__What is expected__
Please answer from the R4Econ page below on group averages: in the wide version of the data that the page describes, what does each row represent?

__Article__
_ _ _

Back to **[Fan](https://fanwangecon.github.io/)**'s R4Econ Homepage **[Table of Content](https://fanwangecon.github.io/R4Econ/)**

# By Multiple within Individual Groups Variables, Averages for All Numeric Variables within All Groups of All Group Variables (Long to very Wide)

Suppose you have an individual level final outcome. The individual is observed for N periods, where each period the inputs differ. What inputs impacted the final outcome?
`
Suppose we can divide N periods in which the individual is in the data into a number of years, a number of semi-years, a number of quarters, or uneven-staggered lengths. We might want to generate averages across individuals and within each of these different possible groups averages of inputs. 

Then we want to version of the data where each row is an individual, one of the variables is the final outcome, and the other variables are these different averages: averages for the 1st, 2nd, 3rd year in which indivdiual is in data, averages for 1st, ..., final quarter in which indivdiual is in data.

## Function

This function takes as inputs:

1. **vars.not.groups2avg**: a list of variables that are not the within-indivdiual or across-individual grouping variables, but the variables we want to average over. Withnin indivdiual grouping averages will be calculated for these variables using the not-listed variables as within indivdiual groups (excluding vars.indi.grp groups).

_ _ _

__Recorded information__

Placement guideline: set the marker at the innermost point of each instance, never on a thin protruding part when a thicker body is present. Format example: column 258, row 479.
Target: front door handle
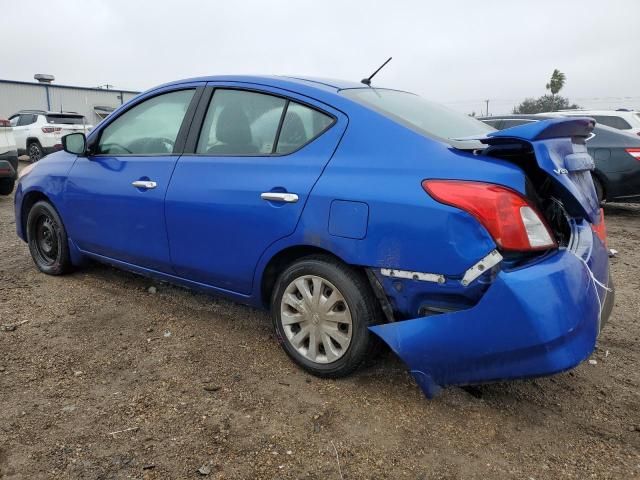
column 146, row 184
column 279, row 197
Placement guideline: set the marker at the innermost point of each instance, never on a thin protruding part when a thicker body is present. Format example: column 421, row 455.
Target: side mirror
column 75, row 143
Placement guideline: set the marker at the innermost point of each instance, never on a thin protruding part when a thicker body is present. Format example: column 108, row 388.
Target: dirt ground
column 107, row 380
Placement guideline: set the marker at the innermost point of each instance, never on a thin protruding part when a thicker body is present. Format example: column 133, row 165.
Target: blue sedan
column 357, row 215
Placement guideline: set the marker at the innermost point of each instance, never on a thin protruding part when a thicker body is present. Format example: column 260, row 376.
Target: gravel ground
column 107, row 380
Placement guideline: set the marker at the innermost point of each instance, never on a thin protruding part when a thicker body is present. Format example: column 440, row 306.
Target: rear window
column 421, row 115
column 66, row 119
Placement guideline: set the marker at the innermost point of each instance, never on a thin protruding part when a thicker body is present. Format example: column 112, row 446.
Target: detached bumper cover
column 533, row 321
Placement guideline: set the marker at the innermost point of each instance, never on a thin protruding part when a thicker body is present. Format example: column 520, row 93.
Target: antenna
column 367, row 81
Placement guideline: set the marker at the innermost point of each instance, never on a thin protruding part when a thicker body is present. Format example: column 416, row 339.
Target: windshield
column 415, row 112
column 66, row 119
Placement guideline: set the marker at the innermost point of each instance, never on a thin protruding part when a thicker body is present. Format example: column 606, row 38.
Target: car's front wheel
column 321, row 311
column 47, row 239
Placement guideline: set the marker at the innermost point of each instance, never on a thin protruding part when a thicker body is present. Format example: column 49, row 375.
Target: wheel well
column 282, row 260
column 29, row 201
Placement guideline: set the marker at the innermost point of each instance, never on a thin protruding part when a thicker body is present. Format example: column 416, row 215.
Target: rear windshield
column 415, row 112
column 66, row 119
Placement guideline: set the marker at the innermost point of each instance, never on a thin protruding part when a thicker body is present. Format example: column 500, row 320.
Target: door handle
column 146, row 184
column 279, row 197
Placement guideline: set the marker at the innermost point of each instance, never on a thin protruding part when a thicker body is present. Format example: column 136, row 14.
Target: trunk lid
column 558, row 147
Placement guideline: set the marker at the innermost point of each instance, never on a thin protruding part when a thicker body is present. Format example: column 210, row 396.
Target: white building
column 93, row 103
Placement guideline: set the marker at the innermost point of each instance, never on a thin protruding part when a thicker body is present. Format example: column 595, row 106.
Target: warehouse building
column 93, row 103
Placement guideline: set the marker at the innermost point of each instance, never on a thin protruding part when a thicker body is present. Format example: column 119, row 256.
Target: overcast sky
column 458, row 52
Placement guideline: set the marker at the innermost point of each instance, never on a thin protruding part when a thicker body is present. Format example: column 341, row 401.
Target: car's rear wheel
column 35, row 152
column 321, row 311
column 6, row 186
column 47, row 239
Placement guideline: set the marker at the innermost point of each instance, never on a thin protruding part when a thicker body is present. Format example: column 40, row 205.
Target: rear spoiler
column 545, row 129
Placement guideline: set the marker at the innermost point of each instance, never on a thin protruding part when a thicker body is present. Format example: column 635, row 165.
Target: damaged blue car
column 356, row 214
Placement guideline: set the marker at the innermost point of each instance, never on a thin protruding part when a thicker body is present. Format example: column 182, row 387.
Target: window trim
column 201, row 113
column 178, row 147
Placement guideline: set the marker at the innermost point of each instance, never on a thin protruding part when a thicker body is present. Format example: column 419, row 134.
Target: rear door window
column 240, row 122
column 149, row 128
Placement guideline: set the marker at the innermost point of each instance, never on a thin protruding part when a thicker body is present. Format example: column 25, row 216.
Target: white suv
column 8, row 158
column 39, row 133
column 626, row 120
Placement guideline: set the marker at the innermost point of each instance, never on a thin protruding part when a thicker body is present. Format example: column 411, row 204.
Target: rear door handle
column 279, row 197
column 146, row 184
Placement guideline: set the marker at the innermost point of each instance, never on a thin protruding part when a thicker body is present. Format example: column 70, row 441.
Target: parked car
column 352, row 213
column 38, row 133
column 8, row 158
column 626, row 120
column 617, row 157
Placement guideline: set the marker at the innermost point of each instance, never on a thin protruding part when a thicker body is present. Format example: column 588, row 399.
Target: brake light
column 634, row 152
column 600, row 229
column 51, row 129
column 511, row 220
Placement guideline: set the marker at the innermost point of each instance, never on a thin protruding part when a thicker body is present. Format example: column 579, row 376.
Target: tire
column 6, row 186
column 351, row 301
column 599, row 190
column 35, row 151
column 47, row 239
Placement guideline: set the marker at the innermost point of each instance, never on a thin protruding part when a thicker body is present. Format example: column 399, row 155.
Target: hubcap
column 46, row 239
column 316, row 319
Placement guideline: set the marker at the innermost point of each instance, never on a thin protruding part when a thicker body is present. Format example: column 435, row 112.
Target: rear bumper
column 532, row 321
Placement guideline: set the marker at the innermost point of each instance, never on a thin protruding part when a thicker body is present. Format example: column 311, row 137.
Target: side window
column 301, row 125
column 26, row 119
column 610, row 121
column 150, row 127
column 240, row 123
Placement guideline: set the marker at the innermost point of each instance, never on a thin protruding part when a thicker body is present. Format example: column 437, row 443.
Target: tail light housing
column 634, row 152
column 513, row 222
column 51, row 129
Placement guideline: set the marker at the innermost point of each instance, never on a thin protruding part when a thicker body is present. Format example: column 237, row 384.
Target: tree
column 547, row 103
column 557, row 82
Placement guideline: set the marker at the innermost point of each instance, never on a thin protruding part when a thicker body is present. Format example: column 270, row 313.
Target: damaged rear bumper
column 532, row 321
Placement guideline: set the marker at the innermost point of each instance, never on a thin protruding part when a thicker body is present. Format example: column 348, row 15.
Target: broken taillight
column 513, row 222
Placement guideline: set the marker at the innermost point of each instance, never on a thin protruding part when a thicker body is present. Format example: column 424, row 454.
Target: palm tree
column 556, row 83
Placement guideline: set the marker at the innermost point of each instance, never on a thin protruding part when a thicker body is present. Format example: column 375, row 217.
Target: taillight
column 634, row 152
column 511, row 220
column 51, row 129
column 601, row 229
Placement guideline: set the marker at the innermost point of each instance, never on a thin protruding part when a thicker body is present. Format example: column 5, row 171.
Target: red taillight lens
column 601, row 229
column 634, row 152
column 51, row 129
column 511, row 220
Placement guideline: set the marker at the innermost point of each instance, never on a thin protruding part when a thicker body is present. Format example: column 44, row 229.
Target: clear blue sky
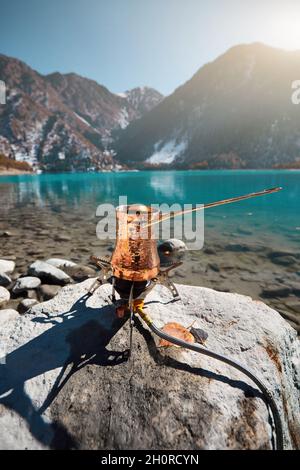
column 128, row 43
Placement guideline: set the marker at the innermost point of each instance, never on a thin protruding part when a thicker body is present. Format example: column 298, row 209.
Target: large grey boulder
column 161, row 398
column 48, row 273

_ _ _

__Correct answer__
Each row is an individual.